# [What is needed]
Copy, from the entries below, each line in which the string "leather" appears.

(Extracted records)

= = = = = = =

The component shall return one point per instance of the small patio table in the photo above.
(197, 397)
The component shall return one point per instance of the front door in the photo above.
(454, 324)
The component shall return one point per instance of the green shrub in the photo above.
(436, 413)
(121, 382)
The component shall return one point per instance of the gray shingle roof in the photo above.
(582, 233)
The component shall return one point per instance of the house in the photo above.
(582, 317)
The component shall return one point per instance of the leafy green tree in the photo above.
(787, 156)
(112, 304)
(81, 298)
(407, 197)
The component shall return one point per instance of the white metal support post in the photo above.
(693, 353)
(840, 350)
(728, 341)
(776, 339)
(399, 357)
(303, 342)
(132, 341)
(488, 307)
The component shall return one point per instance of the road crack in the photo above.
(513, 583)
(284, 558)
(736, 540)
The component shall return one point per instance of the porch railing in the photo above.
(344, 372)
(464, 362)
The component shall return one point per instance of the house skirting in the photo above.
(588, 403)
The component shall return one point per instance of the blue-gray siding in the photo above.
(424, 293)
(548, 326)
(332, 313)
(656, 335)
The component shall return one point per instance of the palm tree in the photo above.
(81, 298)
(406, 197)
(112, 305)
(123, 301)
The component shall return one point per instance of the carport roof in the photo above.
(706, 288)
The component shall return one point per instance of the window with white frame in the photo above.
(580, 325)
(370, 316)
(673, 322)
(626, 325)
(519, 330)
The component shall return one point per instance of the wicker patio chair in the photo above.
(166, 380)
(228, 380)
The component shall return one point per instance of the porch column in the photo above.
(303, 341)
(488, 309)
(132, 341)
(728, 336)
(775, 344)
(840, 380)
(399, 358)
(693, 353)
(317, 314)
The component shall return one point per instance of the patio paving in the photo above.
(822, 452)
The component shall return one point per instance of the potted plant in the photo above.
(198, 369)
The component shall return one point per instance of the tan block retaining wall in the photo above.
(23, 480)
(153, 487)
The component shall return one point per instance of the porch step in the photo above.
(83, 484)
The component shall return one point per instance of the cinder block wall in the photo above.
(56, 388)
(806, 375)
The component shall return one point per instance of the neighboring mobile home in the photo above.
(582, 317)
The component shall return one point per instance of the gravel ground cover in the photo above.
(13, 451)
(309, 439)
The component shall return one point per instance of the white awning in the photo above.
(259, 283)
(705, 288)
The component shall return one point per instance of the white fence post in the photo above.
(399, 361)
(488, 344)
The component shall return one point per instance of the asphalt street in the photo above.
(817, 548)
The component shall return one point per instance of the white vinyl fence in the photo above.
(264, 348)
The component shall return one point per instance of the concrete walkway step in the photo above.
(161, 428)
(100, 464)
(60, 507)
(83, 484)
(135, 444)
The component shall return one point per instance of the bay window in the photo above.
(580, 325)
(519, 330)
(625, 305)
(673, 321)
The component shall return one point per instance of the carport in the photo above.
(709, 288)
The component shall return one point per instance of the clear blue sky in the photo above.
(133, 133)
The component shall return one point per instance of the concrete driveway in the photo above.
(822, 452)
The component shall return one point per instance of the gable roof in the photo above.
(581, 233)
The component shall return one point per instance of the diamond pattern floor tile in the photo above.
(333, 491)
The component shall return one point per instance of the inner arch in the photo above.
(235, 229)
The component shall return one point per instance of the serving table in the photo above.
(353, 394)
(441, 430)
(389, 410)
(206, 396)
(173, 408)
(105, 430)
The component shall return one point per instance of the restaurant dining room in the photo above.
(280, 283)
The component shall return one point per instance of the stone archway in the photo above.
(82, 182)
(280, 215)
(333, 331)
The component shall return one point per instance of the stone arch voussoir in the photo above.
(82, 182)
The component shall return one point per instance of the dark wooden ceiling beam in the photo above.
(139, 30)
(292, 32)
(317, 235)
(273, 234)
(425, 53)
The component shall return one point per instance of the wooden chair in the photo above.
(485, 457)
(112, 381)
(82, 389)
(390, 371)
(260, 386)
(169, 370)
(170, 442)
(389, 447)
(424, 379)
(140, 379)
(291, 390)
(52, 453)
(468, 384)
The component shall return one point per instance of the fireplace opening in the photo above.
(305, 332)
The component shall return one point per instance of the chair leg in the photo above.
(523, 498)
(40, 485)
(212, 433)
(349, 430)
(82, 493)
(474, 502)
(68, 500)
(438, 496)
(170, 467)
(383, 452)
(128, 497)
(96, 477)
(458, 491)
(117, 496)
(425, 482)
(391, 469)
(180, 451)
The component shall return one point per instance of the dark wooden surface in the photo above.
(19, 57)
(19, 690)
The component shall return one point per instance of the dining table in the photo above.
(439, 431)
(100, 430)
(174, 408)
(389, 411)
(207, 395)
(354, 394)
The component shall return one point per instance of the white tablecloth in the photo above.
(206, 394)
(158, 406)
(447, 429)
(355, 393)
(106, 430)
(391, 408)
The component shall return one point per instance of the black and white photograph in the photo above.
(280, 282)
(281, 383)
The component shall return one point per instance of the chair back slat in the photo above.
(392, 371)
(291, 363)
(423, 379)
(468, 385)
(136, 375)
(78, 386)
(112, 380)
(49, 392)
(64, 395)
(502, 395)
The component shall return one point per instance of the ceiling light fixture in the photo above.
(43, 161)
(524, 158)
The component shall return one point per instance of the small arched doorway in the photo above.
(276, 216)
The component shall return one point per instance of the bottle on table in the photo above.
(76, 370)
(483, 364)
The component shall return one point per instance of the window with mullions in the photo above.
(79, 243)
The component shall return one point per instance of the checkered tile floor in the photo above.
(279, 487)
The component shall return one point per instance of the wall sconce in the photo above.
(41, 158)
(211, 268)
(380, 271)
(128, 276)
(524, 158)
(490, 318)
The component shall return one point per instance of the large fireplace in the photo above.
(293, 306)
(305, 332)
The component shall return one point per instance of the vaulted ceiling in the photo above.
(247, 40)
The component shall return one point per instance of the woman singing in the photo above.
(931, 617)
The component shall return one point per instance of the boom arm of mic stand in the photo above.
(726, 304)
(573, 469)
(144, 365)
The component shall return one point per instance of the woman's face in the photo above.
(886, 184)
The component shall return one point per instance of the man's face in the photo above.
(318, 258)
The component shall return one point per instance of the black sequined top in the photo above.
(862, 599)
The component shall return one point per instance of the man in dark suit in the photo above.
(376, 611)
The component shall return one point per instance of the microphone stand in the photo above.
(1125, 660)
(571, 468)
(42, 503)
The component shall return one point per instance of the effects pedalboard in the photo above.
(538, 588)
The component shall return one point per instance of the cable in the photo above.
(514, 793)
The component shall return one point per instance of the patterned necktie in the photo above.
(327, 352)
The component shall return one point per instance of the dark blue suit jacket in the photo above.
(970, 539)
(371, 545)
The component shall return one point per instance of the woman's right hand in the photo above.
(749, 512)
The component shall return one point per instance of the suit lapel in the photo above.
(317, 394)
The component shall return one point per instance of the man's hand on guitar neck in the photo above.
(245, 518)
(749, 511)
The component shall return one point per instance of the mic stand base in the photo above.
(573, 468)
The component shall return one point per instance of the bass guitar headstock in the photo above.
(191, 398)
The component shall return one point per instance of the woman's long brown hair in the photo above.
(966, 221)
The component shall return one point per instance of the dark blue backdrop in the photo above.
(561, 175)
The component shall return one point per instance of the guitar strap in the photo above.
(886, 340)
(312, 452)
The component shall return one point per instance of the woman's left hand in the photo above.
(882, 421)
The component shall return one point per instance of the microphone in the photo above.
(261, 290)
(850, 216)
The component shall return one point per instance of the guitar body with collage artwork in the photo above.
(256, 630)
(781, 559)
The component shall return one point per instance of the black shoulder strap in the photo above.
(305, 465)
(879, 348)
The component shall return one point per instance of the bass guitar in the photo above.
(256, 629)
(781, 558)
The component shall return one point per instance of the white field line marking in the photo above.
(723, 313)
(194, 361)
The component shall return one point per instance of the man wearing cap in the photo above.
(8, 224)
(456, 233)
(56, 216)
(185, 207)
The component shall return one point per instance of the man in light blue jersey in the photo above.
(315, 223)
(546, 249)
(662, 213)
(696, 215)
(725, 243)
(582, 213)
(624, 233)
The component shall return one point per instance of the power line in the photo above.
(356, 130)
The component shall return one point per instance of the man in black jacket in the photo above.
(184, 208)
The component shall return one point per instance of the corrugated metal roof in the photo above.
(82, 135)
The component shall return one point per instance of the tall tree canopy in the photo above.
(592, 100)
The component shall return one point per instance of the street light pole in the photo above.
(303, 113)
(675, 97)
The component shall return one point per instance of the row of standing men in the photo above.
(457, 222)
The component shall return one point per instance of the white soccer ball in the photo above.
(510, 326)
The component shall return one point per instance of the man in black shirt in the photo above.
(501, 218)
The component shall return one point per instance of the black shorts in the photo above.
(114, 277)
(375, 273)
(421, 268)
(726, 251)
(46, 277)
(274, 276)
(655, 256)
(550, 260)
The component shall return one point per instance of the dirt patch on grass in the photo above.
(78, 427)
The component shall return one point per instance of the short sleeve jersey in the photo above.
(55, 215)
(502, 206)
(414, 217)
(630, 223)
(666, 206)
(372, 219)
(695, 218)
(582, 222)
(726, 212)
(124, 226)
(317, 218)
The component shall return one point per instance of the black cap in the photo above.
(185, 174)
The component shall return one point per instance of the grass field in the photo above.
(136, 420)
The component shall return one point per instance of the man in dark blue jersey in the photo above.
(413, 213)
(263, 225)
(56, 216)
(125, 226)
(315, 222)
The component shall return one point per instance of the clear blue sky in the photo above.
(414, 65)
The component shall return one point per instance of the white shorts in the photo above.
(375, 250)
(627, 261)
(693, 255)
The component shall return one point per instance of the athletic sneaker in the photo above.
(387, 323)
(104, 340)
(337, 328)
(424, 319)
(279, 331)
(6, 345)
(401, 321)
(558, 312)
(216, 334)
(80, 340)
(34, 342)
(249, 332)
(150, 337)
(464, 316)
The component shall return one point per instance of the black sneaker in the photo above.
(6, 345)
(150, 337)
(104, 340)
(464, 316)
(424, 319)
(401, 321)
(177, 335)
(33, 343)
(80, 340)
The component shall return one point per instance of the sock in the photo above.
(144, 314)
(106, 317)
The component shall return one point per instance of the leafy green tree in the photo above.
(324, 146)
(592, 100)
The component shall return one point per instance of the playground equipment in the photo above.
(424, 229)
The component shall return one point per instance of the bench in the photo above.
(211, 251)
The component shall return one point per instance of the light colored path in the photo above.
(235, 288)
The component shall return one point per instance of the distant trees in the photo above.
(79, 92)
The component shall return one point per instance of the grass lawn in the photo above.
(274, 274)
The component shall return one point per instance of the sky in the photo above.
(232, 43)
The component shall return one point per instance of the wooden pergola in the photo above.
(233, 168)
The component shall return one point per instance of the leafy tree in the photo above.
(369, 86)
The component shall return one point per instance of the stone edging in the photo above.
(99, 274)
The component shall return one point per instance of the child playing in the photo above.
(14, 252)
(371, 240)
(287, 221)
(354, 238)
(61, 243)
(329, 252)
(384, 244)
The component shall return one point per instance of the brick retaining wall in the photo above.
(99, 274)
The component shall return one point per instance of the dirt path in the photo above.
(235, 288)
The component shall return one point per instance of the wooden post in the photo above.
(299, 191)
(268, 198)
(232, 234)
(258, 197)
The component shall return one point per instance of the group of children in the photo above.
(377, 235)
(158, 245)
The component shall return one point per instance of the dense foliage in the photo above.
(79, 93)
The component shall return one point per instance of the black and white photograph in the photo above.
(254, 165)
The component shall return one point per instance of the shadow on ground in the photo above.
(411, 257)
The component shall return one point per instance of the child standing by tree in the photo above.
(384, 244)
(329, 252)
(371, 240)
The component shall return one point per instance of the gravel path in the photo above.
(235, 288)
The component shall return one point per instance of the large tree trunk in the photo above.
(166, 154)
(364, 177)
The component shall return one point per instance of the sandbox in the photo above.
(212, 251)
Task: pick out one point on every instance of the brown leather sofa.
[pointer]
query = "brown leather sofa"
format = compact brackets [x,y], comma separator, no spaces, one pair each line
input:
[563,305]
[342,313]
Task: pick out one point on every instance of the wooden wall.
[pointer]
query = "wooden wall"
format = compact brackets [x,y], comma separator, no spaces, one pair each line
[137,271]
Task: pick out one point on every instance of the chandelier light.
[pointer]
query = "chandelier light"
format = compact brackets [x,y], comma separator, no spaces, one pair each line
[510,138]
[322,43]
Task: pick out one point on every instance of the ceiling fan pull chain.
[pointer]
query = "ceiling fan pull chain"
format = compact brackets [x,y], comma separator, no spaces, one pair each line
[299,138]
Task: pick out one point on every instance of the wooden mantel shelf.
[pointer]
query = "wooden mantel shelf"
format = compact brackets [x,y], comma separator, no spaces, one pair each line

= = = = = = =

# [Written answer]
Task: pick out one point on every instance of the brown leather sofa.
query = "brown leather sofa"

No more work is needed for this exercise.